Your objective: Transcribe the news passage about the trial witness lists below in full, word for word.

The defense witness lists revealed the all-inclusive nature of the wide net the prosecution had cast in its trial preparation. They include Brian Malone, a Castle Rock videographer who was filming a documentary on the case; a number of young people who had cavorted with the alleged victim in a Calgary, Alberta, bar a few weeks after the reported assault; and Lin Wood, one of her personal attorneys, who had expressed concern about whether she'd get fair treatment through Colorado's criminal courts.

The lists also showed that the defense continued to buttress its case up to the very end, even once jury selection was under way. The final supplemental witness list, filed Aug. 31, included names of just two individuals, both identified as "impeachment witnesses and necessary only if (the alleged victim) denies the statements she made to them."

The final name, entry No. 126, on the original defense witness list - there would be four supplemental lists filed - was the most well-known: "Kobe Bryant may testify," that list concluded.

Neither Bryant, nor anyone else, ever did testify. Although jury selection started on schedule Aug. 27, Eagle District Attorney Mark Hurlbert announced Sept. 1 that the alleged victim did not wish to go forward and that the case would therefore be dismissed, never to be refiled.

The young woman also has sued Bryant for rape, filing in U.S. District Court in Denver.

She first did so as "Jane Doe," but after her right to sue Bryant anonymously was successfully challenged by both the Rocky Mountain News and Bryant's lawyers, she refiled the lawsuit in her own name, Katelyn Faber.

Also unsealed Monday was the prosecution witness list, which was less than half as long as that of the defense and carried many of the same names - including those of CBI personnel.

Given information:
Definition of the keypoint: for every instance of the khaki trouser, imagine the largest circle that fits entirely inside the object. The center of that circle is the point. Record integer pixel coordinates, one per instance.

Solution for this problem:
The defense witness lists revealed the all-inclusive nature of the wide net the prosecution had cast in its trial preparation. They include Brian Malone, a Castle Rock videographer who was filming a documentary on the case; a number of young people who had cavorted with the alleged victim in a Calgary, Alberta, bar a few weeks after the reported assault; and Lin Wood, one of her personal attorneys, who had expressed concern about whether she'd get fair treatment through Colorado's criminal courts.

The lists also showed that the defense continued to buttress its case up to the very end, even once jury selection was under way. The final supplemental witness list, filed Aug. 31, included names of just two individuals, both identified as "impeachment witnesses and necessary only if (the alleged victim) denies the statements she made to them."

The final name, entry No. 126, on the original defense witness list - there would be four supplemental lists filed - was the most well-known: "Kobe Bryant may testify," that list concluded.

Neither Bryant, nor anyone else, ever did testify. Although jury selection started on schedule Aug. 27, Eagle District Attorney Mark Hurlbert announced Sept. 1 that the alleged victim did not wish to go forward and that the case would therefore be dismissed, never to be refiled.

The young woman also has sued Bryant for rape, filing in U.S. District Court in Denver.

She first did so as "Jane Doe," but after her right to sue Bryant anonymously was successfully challenged by both the Rocky Mountain News and Bryant's lawyers, she refiled the lawsuit in her own name, Katelyn Faber.

Also unsealed Monday was the prosecution witness list, which was less than half as long as that of the defense and carried many of the same names - including those of CBI personnel.